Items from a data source
----

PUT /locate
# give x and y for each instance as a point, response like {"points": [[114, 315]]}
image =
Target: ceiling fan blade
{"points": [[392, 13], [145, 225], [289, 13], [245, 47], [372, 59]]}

----

(DIRECTIVE) Rename "Target" to "Query" throughout the listing and give it again with everything else unchanged.

(FULL SOLUTION)
PUT /locate
# give x and y for each instance as a point, response like {"points": [[114, 315]]}
image =
Query: ceiling fan blade
{"points": [[392, 13], [145, 225], [289, 13], [245, 47], [372, 59]]}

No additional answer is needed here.